Document extract —
Stores

A store reads and writes statement-based FollowTheMoney (FtM) entities, and assembles them into their merged, canonical form on retrieval.

Stores are where deduplication decisions meet the data. When an entity is read from a store, its statements are grouped by canonical ID — as defined by a Linker — so a cluster of merged source records comes back as one entity. The source statements themselves are never rewritten; changing a judgement in the resolver changes what the store returns, not what it contains.

Three classes cooperate:

Store — the storage backend, bound to a dataset scope and a linker.
Writer — bulk write operations: add entities or individual statements, remove them by entity ID.
View — read access over a dataset scope: get an entity by ID, iterate all entities, or traverse inverted relationships (which entities reference this one?).

Choosing a backend

Use MemoryStore for datasets that fit in memory — this is what the nk command line uses when it reads entities from a file, via load_entity_file_store. Use SQLStore to persist statements to SQLite or PostgreSQL. Two further backends, LevelStore (LevelDB) and RedisStore, live in nomenklatura.store.level and nomenklatura.store.redis_ and require the optional plyvel and redis dependencies.

Requirement a — Please identify each line of the records that contains the word "white", copying those lines in full. Case counts.
The stores page has nothing to do with these records.

[Point annotation records]

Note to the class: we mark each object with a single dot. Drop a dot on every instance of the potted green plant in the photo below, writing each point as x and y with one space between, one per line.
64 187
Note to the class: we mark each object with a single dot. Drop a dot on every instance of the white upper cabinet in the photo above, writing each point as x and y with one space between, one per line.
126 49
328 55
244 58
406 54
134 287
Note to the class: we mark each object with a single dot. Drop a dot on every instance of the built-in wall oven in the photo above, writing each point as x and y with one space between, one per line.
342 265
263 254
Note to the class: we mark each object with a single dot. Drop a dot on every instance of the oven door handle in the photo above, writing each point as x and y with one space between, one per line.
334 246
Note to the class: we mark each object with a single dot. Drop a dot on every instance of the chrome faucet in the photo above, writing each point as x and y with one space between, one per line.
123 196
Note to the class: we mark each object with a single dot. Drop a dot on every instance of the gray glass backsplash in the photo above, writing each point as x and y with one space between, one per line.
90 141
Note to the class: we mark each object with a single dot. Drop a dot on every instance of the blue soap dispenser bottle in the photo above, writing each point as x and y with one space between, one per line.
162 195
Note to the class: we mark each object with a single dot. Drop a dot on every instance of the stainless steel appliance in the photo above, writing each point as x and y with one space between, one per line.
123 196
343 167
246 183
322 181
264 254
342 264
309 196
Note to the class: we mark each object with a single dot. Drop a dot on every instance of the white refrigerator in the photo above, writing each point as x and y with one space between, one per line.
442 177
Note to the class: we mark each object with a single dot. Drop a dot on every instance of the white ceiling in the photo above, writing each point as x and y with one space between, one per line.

Requirement b — According to the stores page, which backend does the nk command line use when it reads entities from a file?

Full answer a —
Note to the class: we mark each object with a single dot. Drop a dot on every instance of the white upper cabinet in the photo above, writing each point as x and y with one space between, one per line.
Note to the class: we mark each object with a single dot. Drop a dot on every instance of the white refrigerator in the photo above, writing each point as x and y with one space between, one per line.
Note to the class: we mark each object with a single dot. Drop a dot on every instance of the white ceiling in the photo above, writing each point as x and y with one space between, one per line.

Full answer b — MemoryStore, via load_entity_file_store.